::: MATERIAL PROVIDED

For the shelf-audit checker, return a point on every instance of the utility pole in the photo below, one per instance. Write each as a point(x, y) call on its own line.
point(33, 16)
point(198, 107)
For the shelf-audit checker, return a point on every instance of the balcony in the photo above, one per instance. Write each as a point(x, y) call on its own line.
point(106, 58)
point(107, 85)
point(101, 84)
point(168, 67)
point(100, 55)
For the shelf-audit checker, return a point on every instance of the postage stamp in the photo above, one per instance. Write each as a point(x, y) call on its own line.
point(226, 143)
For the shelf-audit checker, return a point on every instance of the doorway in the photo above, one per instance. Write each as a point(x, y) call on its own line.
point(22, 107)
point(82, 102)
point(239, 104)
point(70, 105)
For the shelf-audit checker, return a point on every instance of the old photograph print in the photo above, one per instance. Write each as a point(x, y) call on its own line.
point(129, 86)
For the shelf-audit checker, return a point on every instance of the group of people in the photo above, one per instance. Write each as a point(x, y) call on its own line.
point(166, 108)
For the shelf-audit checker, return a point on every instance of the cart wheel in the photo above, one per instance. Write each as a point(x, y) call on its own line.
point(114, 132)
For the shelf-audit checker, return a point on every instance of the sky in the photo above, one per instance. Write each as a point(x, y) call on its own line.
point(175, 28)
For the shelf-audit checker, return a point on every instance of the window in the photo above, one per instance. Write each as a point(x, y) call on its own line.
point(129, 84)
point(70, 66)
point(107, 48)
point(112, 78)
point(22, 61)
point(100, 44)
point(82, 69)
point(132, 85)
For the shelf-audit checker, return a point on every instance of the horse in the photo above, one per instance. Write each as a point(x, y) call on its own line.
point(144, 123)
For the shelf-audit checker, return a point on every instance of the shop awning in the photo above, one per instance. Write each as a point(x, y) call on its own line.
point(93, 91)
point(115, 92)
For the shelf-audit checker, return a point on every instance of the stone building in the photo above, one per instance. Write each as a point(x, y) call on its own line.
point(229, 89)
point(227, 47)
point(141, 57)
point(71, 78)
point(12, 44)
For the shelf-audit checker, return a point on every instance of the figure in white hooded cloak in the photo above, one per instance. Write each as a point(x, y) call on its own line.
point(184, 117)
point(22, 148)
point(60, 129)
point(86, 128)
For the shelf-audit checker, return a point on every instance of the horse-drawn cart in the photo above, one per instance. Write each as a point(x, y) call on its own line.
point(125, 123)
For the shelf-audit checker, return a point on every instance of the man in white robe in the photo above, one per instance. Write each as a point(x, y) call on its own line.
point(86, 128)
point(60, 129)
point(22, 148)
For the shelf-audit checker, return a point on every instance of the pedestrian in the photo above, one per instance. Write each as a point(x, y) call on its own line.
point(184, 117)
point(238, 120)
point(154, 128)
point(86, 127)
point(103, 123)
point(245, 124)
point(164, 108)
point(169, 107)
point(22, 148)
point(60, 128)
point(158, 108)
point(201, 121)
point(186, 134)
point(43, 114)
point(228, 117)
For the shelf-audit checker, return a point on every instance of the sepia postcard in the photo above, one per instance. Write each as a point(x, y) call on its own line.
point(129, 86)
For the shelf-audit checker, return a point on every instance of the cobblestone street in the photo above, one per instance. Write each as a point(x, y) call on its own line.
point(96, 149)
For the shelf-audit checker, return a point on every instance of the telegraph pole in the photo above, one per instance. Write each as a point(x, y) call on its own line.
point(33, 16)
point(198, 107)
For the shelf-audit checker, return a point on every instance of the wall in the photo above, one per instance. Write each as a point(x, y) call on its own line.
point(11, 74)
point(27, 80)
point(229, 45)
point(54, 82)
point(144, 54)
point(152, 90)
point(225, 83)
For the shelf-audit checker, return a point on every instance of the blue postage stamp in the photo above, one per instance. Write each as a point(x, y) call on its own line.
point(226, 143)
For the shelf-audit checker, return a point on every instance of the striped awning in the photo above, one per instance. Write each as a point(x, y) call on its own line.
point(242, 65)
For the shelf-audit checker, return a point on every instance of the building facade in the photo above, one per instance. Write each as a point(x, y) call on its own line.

::::::

- _ASSIGNMENT_: Write the material out once more so that every line matches the original.

- _RESPONSE BOX_:
For the shelf-audit checker, return a point on every instance of the utility pole in the photo below, one per instance. Write each as a point(x, y) call on its own line.
point(33, 16)
point(198, 107)
For the shelf-audit checker, return a point on every instance of the balcony in the photo above, one per instance. Write each as a point(x, y) call on its own line.
point(106, 58)
point(107, 85)
point(101, 84)
point(168, 67)
point(100, 55)
For the shelf-audit checker, return a point on every instance of the postage stamp in the photo above, one per instance. Write each as a point(x, y) call on its own line.
point(226, 143)
For the shelf-audit checker, return a point on every instance of the doorway in the photo above, one per instance. Write each as a point(x, y) call on its own line.
point(22, 107)
point(82, 102)
point(239, 104)
point(70, 105)
For the shelf-audit checker, return a point on every instance of the old photograph print in the photo above, one per instance. Write each as a point(x, y) call on its own line.
point(129, 86)
For the shelf-audit checker, return a point on every instance of the group of people in the photo above, one per instance. Write each as a point(x, y) call on its own line.
point(166, 108)
For the shelf-audit checker, return a point on every instance of the cart wheel in the photo above, one per instance. Write each as a point(x, y) call on its own line.
point(114, 132)
For the shelf-audit checker, return a point on every instance of the sky in the photo above, one per instance. Write each as a point(x, y) call on its own line.
point(175, 28)
For the shelf-audit checker, return a point on every instance of the window in the photo above, one per instance. Write each as a point(x, y) call on its own line.
point(129, 84)
point(70, 66)
point(107, 48)
point(112, 78)
point(22, 61)
point(100, 44)
point(82, 69)
point(132, 85)
For the shelf-audit checker, return a point on every instance of the horse in the photo above, one per instance. Write each as a point(x, y) call on its own line.
point(144, 123)
For the shelf-audit checker, return a point on every instance of the shop awning in the photo above, one per instance. Write each as a point(x, y) call on its own line.
point(93, 91)
point(115, 92)
For the shelf-audit checker, return a point on every instance of the stone building in the photo above, one per instance. Write each as a point(x, y) call on its own line.
point(229, 89)
point(227, 47)
point(141, 57)
point(71, 78)
point(12, 44)
For the shelf-audit checker, return a point on every instance of the figure in white hooded cloak in the photo above, one per instance. Write each as a point(x, y) call on its own line.
point(184, 117)
point(22, 148)
point(60, 129)
point(86, 128)
For the shelf-audit checker, return a point on every instance of the horse-drawn cart in the photo above, one per instance. Write each as a point(x, y) call on its own line.
point(125, 123)
For the shelf-audit checker, return a point on every instance of the man in white robe in the photo above, one per instance. Write each as a point(x, y) call on its own line.
point(86, 128)
point(60, 129)
point(22, 148)
For the shelf-audit checker, return a point on every instance of the pedestrian in the photo above, one per instance. Write each as a point(x, y) call on its own line.
point(184, 117)
point(238, 120)
point(154, 128)
point(86, 127)
point(103, 123)
point(245, 124)
point(164, 108)
point(169, 107)
point(22, 148)
point(60, 128)
point(158, 108)
point(201, 121)
point(186, 134)
point(43, 114)
point(228, 117)
For the shelf-audit checker, return a point on every instance of the sepia postcard in the photo above, one per instance. Write each as a point(x, y) call on its own line.
point(129, 86)
For the shelf-audit checker, return a point on every instance of the cobblestone street in the photo above, one per instance. Write each as a point(x, y) call on its own line.
point(96, 149)
For the shelf-audit checker, return a point on every instance of the telegraph pole in the photo above, one per instance. Write each as a point(x, y) call on its own line.
point(33, 16)
point(198, 107)
For the shelf-audit checker, return a point on every instance of the wall in the photo above, one per instance. Write each as a point(x, y) call on its own line.
point(11, 74)
point(27, 80)
point(229, 45)
point(54, 82)
point(144, 54)
point(152, 90)
point(225, 83)
For the shelf-audit checker, return a point on every instance of the blue postage stamp in the photo above, one per instance. Write each as a point(x, y) call on its own line.
point(226, 143)
For the shelf-audit checker, return a point on every instance of the striped awning in the photo above, one per instance. Write each as a point(x, y) call on its own line.
point(242, 65)
For the shelf-audit checker, return a point on every instance of the building facade in the photo above, one per instance. Write each as a point(x, y) call on its own line.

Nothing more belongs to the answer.